Passage to read:
— begin —
It is not an inviolable rule and will
depend on the circumstances. As the LAC stated in
Semenya
& others v CCMA & others
:
[30]
I have referred to the Slagment decision to illustrate the point that
in that case the Appellate Division held that the rules
of natural
justice had been complied with where there had been no hearing before
the employees were dismissed but there had been
one albeit in the
form of an appeal hearing after they had been dismissed. The court
found that the appeal hearing had effectively
undone whatever
unfairness had been occasioned by the absence of a hearing before the
dismissal. My reference to the Slagment case
should not be construed
as in any way an endorsement of the view or proposition that where a
person is entitled to a hearing at
first instance as well as to an
appeal or where he is entitled to two hearings, the holding of a fair
appeal hearing when there
was a defective first hearing or no first
hearing at all, or the holding of one fair hearing instead of two or
the holding of a
first defective hearing and a second fair hearing
satisfies the requirements of the audi alteram partem principle. I
say no more
than simply that, where a person is entitled to an
opportunity to be heard before a decision is taken and he is not
given such
an opportunity, in certain circumstances an opportunity to
be heard can be given after the decision and one of those
circumstances
is where the employee is offered a disciplinary hearing
that is as fair, if not fairer, as the hearing that he or she was
entitled
to have been afforded before the decision could be taken. I
also make the point that, where as in this case the employee is
offered
a hearing that would be chaired by a chairperson of the
employee’s choice who would make the relevant decision, then
the
audi alteram partem rule is complied with and such employee
cannot complain about procedural unfairness if he or she rejected the
offer or chose not to make use of it.
“
In
Semenya
,
the employee was actually offered a
hearing de novo before a chairperson of her own choice. In this
instance, the chairperson was
not an employee of the company, but was
also not a consensual appointee. More importantly, the chairperson
had to decide an appeal,
where employees are trying to overturn an
existing decision, rather than answering to a case against them.
Moreover, employees
had a contractual right to a hearing, even if
that right was only to a joint hearing. It is also not a case where
there was an
initial hearing which was perhaps flawed in certain
respects and those flaws could be corrected on appeal. In this
case,
a major consideration is that
,
IGT did not have a sound
justification for not providing even an attenuated form of audi that
is acceptable in strike dismissals
before it took the decision to
issue the dismissal ultimatum
.
In addition, although the LAC in
Steve’s Spar expressly left open the question whether an
opportunity to be heard should be
offered, in a case such as this
where the final ultimatum is not merely issued with the threat of
subsequent disciplinary action
which could result in dismissal, but
is issued with a pre-determined sanction, the imperative for inviting
representations before
giving effect to it, is even more compelling.
— end —
Extracted data:
— begin —
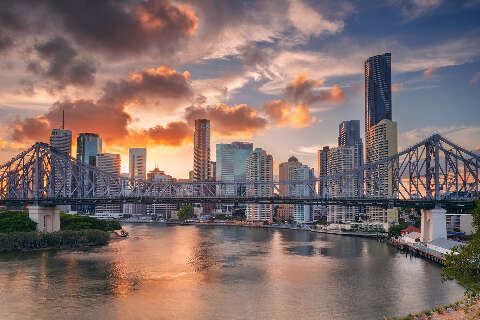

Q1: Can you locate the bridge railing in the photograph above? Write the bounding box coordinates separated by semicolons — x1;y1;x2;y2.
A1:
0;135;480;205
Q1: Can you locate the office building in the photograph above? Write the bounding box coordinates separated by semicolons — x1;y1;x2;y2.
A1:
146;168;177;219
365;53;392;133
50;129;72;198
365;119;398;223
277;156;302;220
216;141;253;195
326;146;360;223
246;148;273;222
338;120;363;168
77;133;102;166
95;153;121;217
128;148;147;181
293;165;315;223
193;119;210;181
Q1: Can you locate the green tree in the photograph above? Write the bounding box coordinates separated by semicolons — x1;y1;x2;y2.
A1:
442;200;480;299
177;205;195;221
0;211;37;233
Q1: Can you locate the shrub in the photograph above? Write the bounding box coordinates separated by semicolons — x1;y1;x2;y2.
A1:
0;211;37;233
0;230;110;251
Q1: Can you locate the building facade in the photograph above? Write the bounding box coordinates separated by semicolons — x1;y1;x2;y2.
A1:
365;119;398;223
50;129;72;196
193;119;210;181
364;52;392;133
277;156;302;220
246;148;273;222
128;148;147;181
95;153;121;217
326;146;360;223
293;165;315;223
— end —
— begin —
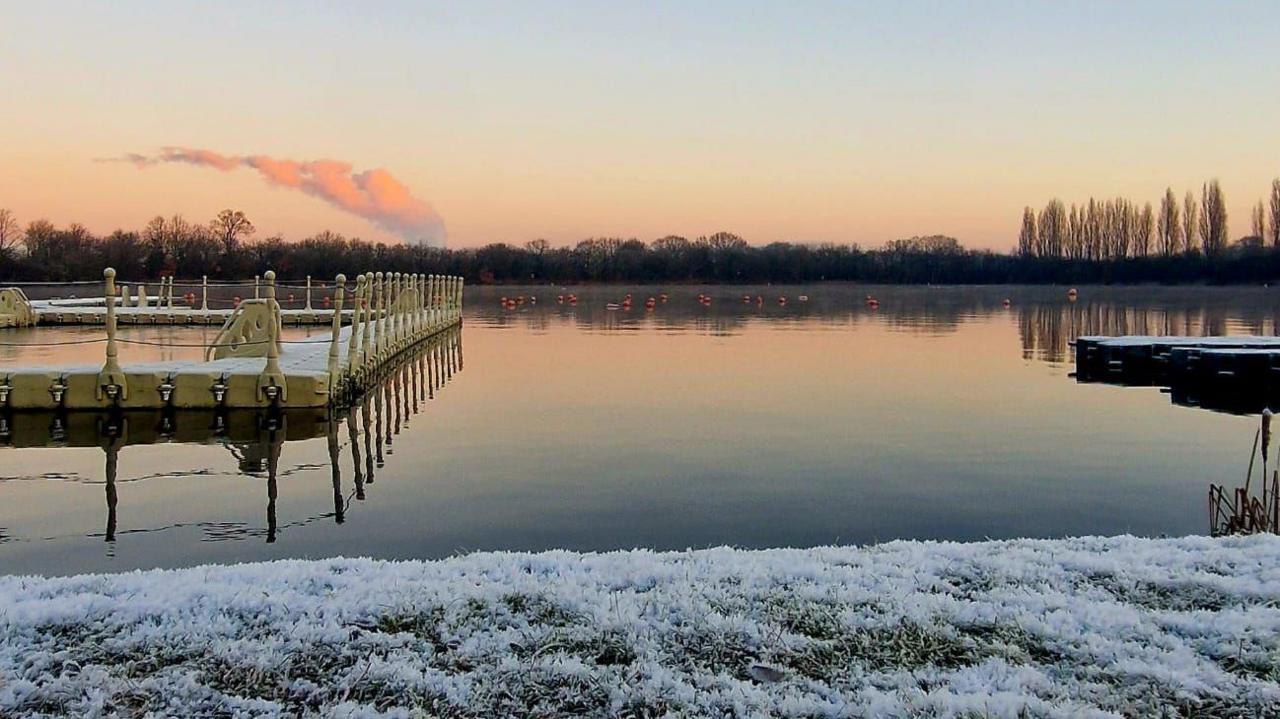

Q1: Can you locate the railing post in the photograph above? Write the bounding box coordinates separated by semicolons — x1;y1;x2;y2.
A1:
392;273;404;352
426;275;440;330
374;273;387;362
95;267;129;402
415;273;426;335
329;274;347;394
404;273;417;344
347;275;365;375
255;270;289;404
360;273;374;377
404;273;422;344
— end —
— begin —
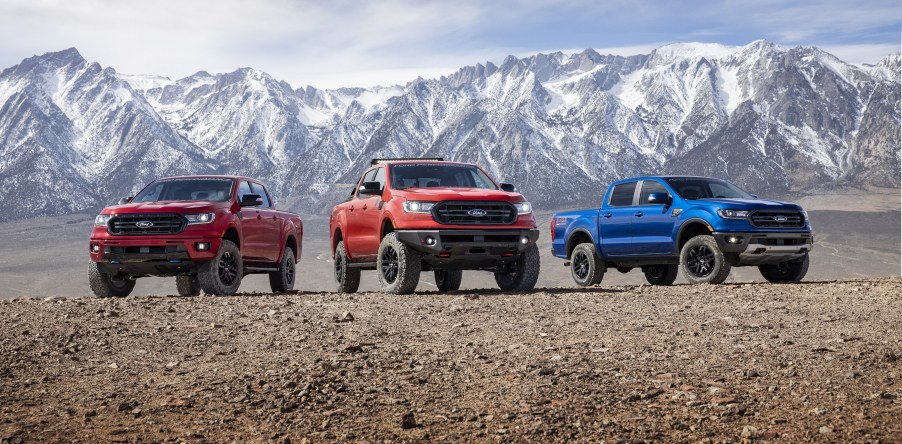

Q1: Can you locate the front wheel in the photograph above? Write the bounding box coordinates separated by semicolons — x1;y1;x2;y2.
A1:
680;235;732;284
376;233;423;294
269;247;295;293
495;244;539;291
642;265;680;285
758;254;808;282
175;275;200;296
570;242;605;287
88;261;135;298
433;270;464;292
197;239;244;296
— end —
Name every case that the passage on dismissal hearings cites by name. The listing is separate material and has nothing to do with the passage on dismissal hearings.

Response to this exercise:
Semenya & others v CCMA & others
Slagment
Steve's Spar